Exercise: Nothing in the data may be altered, so output all of it exactly.

Source data section start

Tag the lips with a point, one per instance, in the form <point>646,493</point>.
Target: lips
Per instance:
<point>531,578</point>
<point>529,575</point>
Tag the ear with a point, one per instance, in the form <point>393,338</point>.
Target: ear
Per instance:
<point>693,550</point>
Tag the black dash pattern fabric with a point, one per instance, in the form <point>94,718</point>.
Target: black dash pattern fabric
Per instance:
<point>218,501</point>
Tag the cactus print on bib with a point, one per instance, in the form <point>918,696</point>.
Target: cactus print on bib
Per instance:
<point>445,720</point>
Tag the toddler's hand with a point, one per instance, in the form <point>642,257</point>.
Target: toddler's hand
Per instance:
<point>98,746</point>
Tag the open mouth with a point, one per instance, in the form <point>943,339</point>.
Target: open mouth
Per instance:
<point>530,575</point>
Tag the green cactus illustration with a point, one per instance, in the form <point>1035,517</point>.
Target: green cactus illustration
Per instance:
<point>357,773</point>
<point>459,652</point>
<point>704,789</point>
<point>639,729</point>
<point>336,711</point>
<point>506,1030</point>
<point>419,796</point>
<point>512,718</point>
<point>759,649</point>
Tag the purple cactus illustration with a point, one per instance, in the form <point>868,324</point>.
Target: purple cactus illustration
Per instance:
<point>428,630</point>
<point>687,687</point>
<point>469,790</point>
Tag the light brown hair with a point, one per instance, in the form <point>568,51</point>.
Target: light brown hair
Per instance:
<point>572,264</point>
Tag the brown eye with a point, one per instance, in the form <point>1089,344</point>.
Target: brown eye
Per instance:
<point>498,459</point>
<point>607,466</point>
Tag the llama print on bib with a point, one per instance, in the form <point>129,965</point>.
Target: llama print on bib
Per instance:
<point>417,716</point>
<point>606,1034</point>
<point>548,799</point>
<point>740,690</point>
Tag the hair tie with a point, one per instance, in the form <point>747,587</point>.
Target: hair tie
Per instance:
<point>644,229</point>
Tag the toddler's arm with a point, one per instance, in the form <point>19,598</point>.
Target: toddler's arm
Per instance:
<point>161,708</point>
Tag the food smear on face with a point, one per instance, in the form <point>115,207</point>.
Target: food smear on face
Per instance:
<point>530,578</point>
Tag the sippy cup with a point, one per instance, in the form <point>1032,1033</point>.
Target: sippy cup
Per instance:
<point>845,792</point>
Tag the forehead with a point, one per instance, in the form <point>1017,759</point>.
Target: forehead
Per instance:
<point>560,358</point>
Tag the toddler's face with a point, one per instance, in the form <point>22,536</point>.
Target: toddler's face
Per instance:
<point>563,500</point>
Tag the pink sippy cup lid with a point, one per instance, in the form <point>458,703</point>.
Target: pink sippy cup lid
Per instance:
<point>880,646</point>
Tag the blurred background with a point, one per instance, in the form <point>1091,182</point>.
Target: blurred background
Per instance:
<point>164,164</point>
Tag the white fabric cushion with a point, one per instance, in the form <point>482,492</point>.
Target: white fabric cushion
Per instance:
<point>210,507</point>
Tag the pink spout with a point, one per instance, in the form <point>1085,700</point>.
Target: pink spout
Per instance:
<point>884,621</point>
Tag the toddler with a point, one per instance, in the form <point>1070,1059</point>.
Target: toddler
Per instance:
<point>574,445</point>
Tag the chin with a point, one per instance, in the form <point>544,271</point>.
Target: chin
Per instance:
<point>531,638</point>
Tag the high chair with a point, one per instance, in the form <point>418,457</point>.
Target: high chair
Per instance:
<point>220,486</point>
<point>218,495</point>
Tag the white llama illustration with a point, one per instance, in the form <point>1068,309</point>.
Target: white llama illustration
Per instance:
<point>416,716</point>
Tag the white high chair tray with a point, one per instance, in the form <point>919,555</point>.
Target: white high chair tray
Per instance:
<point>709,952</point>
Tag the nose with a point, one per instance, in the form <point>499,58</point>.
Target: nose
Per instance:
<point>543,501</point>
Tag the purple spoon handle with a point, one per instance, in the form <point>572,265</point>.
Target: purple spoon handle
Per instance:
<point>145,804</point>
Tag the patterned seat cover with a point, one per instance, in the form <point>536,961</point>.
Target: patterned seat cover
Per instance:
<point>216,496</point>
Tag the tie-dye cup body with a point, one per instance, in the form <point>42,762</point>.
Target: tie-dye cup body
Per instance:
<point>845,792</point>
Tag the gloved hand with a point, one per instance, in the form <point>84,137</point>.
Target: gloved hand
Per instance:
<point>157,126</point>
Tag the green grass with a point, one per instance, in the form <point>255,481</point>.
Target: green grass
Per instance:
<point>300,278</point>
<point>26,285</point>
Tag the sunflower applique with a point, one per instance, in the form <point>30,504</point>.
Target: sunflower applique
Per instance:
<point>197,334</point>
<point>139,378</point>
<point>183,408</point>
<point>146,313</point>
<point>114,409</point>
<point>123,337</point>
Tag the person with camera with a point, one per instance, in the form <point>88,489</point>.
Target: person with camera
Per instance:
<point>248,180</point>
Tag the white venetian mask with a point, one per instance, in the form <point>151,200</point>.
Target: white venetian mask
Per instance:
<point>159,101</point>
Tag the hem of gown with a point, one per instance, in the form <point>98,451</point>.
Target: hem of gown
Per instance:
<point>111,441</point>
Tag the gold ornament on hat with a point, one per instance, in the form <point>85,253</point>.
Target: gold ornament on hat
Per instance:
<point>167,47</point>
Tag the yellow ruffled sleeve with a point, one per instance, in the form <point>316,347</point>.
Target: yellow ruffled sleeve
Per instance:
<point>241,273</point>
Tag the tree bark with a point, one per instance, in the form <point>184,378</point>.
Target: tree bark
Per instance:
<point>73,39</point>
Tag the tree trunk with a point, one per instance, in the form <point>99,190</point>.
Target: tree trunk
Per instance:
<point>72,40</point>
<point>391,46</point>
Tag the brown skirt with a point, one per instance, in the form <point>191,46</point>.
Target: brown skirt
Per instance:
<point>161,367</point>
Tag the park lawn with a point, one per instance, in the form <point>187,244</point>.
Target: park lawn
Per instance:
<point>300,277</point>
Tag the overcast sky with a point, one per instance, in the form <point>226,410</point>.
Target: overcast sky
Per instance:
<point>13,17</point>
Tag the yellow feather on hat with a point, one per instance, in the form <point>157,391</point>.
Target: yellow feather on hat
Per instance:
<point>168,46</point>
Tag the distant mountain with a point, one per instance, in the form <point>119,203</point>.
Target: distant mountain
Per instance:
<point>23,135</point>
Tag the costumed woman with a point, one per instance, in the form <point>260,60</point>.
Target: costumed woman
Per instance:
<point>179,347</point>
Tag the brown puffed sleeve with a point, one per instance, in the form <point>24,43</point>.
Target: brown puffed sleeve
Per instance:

Source data section end

Written solution:
Tag the lips with a point, one per instance, in the form <point>646,493</point>.
Target: lips
Per instance:
<point>531,578</point>
<point>529,575</point>
Tag the ear with a point, one per instance, in the form <point>393,338</point>.
Target: ear
Per instance:
<point>693,550</point>
Tag the black dash pattern fabric with a point, one per instance, in the form <point>94,718</point>.
Target: black dash pattern fabric
Per instance:
<point>218,501</point>
Tag the cactus print on bib with a point, one per instance, in the form <point>918,696</point>.
Target: cactus print on bib
Per instance:
<point>445,720</point>
Tag the toddler's hand with a point, one per instance, in the form <point>642,257</point>.
Target: toddler's hand
Per instance:
<point>98,746</point>
Tag the open mouth with a point, one per instance, in the form <point>943,339</point>.
Target: open mouth
Per instance:
<point>530,575</point>
Tag the green cactus illustration with a point, one per instance, in the form <point>1035,517</point>.
Target: green cactus illustration
Per instance:
<point>357,773</point>
<point>459,652</point>
<point>704,789</point>
<point>639,729</point>
<point>336,711</point>
<point>506,1030</point>
<point>419,796</point>
<point>512,718</point>
<point>759,649</point>
Tag the purple cactus illustration with a point, one per instance, in the form <point>868,324</point>.
Target: purple cactus illustration
Per instance:
<point>428,630</point>
<point>687,687</point>
<point>469,790</point>
Tag the light brown hair with a point, one per instance, in the form <point>568,51</point>.
Target: light brown hair
Per instance:
<point>572,264</point>
Tag the brown eye with a point, one per instance, in the form <point>1089,344</point>.
Target: brown eye
Per instance:
<point>498,459</point>
<point>607,466</point>
Tag the llama print on bib with a point, one per instance, in the form <point>129,965</point>.
Target: llama print on bib
Per instance:
<point>417,716</point>
<point>606,1034</point>
<point>548,799</point>
<point>740,690</point>
Tag the hair tie with a point, one per instance, in the form <point>747,587</point>.
Target: hair tie
Per instance:
<point>644,229</point>
Tag the toddler's arm with a point, one per instance, in the form <point>19,598</point>.
Target: toddler's arm
Per instance:
<point>161,708</point>
Tag the food smear on face with a point, one per instance, in the form <point>115,207</point>.
Target: food smear on face
Per instance:
<point>530,578</point>
Tag the sippy cup with a point, one per instance, in the form <point>1032,1033</point>.
Target: sippy cup
Per instance:
<point>845,792</point>
Tag the forehead with a point, one per instance, in the form <point>1017,759</point>.
Target: forehead
Per instance:
<point>560,358</point>
Tag the toddler's face with a point, one per instance, in the form <point>22,536</point>.
Target: toddler's face
Per instance:
<point>563,500</point>
Tag the pink sippy cup lid with a point, one per instance, in the form <point>458,703</point>.
Target: pink sippy cup lid
Per instance:
<point>880,646</point>
Tag the blurred background with a point, one per instance, in the form <point>1091,182</point>.
Target: blurred background
Per instance:
<point>164,164</point>
Tag the white fabric cushion with a point, one per instance, in the form <point>482,492</point>.
Target: white fabric cushion
Per instance:
<point>210,507</point>
Tag the pink spout with a point, one per instance, in the form <point>1085,700</point>.
Target: pink spout
Per instance:
<point>884,621</point>
Tag the toddler with a point, one per instance, in the form <point>1070,1059</point>.
Target: toddler
Per instance:
<point>574,445</point>
Tag the chin with a point, one per instance, in the form <point>544,271</point>.
Target: chin
Per instance:
<point>531,638</point>
Tag the high chair with a point, one per instance, in the form <point>418,457</point>.
Target: high chair
Per instance:
<point>220,486</point>
<point>218,495</point>
Tag the white llama illustration with a point, one per instance, in the form <point>1068,309</point>.
Target: white llama illustration
Per instance:
<point>416,716</point>
Tag the white high chair tray with a point, one per instance, in the form <point>919,555</point>.
Target: white high chair tray
Per instance:
<point>709,952</point>
Tag the nose with a point, one per instance, in the form <point>499,58</point>.
Target: nose
Per instance:
<point>543,501</point>
Tag the purple spoon handle with a point, one per instance, in the form <point>572,265</point>.
Target: purple spoon handle
Per instance:
<point>145,804</point>
Tag the patterned seat cover with a point, one per instance, in the form <point>536,961</point>.
Target: patterned seat cover
Per instance:
<point>216,496</point>
Tag the tie-dye cup body with a point, one per instance, in the form <point>42,762</point>.
Target: tie-dye cup body
Per instance:
<point>845,792</point>
Tag the gloved hand with a point, one per instance, in the form <point>84,137</point>.
Target: gloved hand
Per instance:
<point>157,126</point>
Tag the green grass with a point, one per instance, in the form <point>255,481</point>.
Target: green grass
Per instance:
<point>300,278</point>
<point>26,285</point>
Tag the sunflower applique with a point, one per instance, in the form <point>30,504</point>.
Target: sunflower applique
Per instance:
<point>197,334</point>
<point>139,378</point>
<point>183,408</point>
<point>146,313</point>
<point>114,409</point>
<point>123,337</point>
Tag the person with camera with a point, one per instance, in the form <point>88,489</point>.
Target: person with camera
Per instance:
<point>248,180</point>
Tag the white venetian mask with a point, one per instance, in the form <point>151,200</point>.
Target: white venetian mask
Per instance:
<point>159,101</point>
Tag the hem of gown with a point, one per instance, in the form <point>98,451</point>.
Target: hem of gown
Per instance:
<point>111,441</point>
Tag the gold ornament on hat with a point, one per instance, in the form <point>85,253</point>.
Target: gold ornament on hat
Per instance:
<point>167,47</point>
Tag the yellow ruffled sleeve with a point, one per instance, in the form <point>316,347</point>.
Target: yellow ruffled sleeve
Per instance:
<point>241,273</point>
Tag the tree bark with a point, one per instance, in the form <point>184,378</point>.
Target: tree bark
Per instance:
<point>73,39</point>
Tag the tree trunk with a point, one per instance, in the form <point>99,190</point>.
Target: tree trunk
Per instance:
<point>72,40</point>
<point>391,46</point>
Tag the brown skirt with a point, one per instance, in the form <point>191,46</point>.
Target: brown skirt
Per instance:
<point>161,367</point>
Tag the park lawn with a point, one per instance, in the form <point>187,244</point>.
Target: park lawn
Per instance:
<point>300,277</point>
Tag the overcast sky with a point, one per instance, in the form <point>226,410</point>.
Target: overcast sky
Per instance:
<point>13,17</point>
Tag the yellow feather on hat with a point, one per instance, in the form <point>157,391</point>.
Target: yellow feather on hat
Per instance:
<point>168,46</point>
Tag the distant mountain with a point, one per instance, in the form <point>119,203</point>.
Target: distant mountain
Per instance:
<point>23,135</point>
Tag the costumed woman with a point, one per instance, in the form <point>260,60</point>.
Target: costumed woman
Per instance:
<point>179,347</point>
Tag the brown puffed sleeve with a point, one per instance, in the form <point>24,43</point>.
Target: brown puffed sleeve
Per instance:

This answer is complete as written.